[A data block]
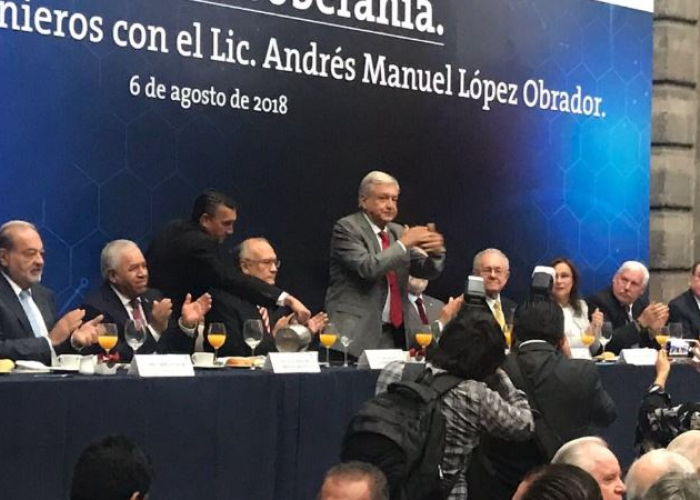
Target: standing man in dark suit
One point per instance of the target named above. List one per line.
(371, 258)
(28, 326)
(685, 308)
(187, 256)
(420, 309)
(631, 315)
(257, 258)
(124, 295)
(567, 393)
(493, 266)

● **GIVEN REQUEST**: Print all the entries above again word for word, leaving out the pictures.

● **OUTPUT OF THE EXERCISE**:
Target: standing man in dark suit
One point per instance of the target named above. List one per line.
(371, 258)
(28, 326)
(685, 308)
(187, 256)
(420, 309)
(631, 315)
(257, 258)
(124, 295)
(567, 393)
(493, 266)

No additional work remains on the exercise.